DATASET RECORDS:
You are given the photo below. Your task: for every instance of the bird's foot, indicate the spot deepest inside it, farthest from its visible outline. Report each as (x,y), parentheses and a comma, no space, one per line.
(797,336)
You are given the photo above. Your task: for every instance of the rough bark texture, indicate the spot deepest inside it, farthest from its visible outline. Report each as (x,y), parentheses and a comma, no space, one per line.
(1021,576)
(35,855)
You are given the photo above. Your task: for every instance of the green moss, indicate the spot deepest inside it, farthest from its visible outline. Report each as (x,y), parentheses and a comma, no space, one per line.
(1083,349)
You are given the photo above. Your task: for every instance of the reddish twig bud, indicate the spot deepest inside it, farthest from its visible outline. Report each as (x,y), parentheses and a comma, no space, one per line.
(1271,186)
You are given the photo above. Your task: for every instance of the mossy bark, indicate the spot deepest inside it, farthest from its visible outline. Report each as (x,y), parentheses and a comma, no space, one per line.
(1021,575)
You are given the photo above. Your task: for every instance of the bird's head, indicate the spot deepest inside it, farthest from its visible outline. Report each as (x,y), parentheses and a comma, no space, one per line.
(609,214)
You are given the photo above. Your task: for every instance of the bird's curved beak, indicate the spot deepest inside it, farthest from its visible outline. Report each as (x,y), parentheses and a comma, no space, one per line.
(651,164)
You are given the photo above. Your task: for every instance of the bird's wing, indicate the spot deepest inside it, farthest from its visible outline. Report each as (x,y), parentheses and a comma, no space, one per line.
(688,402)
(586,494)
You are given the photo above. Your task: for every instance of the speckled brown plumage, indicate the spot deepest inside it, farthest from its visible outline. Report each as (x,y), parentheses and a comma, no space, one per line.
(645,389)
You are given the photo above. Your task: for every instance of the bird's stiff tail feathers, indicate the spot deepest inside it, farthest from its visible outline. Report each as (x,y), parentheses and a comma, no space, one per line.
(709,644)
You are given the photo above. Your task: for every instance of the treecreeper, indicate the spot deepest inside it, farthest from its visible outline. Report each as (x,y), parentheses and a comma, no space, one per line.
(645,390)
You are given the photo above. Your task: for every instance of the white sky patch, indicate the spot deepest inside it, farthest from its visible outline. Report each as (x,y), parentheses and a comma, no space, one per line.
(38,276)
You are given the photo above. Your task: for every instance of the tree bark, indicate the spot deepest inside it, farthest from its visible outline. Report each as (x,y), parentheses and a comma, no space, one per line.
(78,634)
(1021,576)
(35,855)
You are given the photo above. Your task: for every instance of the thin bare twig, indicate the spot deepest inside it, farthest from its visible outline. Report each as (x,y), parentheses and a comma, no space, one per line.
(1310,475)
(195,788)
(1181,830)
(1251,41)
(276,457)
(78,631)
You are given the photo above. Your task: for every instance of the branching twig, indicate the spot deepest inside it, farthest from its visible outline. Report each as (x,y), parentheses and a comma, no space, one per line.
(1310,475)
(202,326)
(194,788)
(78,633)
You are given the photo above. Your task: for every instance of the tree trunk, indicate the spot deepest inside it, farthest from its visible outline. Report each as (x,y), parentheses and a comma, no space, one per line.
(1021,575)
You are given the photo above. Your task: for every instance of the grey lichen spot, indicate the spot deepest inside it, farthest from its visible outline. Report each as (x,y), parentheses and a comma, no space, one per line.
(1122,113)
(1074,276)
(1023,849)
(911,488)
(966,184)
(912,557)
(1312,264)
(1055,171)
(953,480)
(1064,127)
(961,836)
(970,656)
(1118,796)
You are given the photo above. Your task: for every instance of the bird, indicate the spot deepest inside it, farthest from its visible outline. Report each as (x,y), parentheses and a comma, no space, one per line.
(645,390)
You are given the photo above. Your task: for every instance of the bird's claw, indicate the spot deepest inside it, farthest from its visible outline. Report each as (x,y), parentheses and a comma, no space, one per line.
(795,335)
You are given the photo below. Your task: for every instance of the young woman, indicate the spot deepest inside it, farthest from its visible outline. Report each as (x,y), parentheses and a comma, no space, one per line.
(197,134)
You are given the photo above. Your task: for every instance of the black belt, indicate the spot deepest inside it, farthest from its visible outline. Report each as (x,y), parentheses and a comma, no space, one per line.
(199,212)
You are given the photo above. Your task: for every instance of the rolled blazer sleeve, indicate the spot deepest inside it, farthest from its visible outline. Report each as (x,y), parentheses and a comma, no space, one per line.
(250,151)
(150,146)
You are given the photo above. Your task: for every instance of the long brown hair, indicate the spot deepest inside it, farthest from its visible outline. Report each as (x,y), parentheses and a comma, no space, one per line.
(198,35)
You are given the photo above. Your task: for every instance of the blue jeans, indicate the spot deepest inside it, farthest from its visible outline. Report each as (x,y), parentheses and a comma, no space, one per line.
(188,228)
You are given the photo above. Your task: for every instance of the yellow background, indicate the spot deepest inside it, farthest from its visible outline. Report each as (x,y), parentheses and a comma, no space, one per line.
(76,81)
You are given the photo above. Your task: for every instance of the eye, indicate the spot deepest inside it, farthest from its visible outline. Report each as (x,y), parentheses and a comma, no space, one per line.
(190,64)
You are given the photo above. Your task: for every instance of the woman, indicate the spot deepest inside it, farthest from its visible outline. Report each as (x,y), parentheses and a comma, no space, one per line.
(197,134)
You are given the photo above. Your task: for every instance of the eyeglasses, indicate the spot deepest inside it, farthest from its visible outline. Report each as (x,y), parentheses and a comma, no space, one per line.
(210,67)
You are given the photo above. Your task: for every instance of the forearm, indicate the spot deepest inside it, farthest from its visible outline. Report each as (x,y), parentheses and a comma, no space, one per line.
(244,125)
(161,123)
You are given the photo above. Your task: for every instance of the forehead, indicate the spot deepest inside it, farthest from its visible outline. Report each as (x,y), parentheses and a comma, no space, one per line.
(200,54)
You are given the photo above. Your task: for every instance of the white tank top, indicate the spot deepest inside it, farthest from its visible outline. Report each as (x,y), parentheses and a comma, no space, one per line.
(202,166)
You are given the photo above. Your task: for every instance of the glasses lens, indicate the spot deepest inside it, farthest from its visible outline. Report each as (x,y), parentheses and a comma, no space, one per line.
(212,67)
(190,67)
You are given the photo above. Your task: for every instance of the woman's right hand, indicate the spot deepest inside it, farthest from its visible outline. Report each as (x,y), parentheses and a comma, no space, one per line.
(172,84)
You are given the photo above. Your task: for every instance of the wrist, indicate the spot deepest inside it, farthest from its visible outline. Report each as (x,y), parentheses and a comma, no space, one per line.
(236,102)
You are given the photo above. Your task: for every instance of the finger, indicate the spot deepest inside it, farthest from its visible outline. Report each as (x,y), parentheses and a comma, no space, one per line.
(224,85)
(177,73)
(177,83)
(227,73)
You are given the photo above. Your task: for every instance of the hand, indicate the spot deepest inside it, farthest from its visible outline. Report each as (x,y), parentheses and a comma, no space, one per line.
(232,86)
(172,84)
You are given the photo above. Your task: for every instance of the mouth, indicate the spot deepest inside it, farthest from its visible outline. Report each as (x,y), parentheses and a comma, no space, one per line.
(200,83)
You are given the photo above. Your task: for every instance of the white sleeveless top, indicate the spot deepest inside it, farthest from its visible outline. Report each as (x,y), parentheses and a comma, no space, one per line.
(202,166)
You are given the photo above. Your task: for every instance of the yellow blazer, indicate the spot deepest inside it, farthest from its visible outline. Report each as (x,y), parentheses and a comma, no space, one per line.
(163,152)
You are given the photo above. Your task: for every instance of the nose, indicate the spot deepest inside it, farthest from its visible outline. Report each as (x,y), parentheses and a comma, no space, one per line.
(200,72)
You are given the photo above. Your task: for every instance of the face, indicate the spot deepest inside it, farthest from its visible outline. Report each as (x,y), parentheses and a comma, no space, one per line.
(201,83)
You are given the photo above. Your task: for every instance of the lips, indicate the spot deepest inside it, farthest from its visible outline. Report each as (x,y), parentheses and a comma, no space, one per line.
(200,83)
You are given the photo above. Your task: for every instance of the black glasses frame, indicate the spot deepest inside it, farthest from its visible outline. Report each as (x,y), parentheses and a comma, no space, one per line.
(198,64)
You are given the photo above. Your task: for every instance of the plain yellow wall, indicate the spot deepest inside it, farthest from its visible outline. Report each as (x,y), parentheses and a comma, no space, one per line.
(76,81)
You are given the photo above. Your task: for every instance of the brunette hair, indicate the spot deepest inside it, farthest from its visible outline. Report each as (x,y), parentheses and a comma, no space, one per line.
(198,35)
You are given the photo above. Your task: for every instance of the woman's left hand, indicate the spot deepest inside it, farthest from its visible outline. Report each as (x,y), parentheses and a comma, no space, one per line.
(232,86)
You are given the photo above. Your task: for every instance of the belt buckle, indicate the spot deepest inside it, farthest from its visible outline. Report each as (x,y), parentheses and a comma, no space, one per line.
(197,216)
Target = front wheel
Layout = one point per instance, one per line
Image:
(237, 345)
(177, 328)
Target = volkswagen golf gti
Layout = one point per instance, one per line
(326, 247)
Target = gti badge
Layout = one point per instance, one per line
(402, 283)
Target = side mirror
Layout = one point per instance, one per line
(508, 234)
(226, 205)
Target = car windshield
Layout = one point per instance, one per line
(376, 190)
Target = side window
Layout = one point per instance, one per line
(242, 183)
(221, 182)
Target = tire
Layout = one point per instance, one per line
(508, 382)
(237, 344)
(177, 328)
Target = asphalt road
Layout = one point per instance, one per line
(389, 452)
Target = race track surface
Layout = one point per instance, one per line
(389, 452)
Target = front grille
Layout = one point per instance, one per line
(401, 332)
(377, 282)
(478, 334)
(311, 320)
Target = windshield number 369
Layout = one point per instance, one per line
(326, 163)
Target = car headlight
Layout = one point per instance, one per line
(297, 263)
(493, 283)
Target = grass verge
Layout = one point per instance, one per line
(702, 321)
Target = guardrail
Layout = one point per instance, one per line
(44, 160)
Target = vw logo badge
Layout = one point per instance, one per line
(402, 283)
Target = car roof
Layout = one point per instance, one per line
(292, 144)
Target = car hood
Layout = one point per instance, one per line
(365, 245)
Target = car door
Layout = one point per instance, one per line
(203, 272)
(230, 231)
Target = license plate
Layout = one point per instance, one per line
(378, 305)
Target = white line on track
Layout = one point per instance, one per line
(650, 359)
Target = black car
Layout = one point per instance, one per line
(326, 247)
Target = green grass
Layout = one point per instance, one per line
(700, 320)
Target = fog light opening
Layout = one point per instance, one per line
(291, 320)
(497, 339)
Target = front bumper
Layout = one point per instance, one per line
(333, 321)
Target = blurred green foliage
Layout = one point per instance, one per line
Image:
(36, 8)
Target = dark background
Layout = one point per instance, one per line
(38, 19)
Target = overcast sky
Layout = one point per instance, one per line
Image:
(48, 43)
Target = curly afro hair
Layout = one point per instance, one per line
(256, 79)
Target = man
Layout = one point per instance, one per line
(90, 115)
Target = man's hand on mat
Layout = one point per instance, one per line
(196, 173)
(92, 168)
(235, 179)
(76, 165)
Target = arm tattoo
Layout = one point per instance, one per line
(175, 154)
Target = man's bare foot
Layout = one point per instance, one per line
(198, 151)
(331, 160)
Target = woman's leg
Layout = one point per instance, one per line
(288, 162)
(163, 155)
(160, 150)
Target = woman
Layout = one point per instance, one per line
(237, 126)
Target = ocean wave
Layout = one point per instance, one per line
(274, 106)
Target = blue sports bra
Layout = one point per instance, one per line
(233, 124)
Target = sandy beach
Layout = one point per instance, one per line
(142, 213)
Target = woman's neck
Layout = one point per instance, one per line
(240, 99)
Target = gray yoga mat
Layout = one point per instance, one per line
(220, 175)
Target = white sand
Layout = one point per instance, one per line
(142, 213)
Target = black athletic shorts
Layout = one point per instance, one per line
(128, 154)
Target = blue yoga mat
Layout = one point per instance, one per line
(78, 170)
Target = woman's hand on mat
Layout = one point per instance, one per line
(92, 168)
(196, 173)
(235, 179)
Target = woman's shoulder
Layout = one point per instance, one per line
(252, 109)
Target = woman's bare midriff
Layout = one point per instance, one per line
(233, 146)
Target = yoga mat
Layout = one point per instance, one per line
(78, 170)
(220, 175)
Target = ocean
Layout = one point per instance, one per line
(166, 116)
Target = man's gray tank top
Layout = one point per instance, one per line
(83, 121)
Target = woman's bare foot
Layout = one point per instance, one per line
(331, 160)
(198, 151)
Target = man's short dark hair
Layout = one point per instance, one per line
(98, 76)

WORK REQUEST:
Transcribe each line of the data above, unaltered, from the one where "Target = front wheel" appears to the one where "Target = side mirror" appears, inclusive of both.

EXERCISE RESULT:
Target = front wheel
Layout = one point per instance, one per line
Image:
(237, 345)
(177, 328)
Target = volkswagen golf gti
Layout = one point per instance, one per line
(326, 247)
Target = gti badge
Layout = one point per instance, one per line
(402, 283)
Target = side mirror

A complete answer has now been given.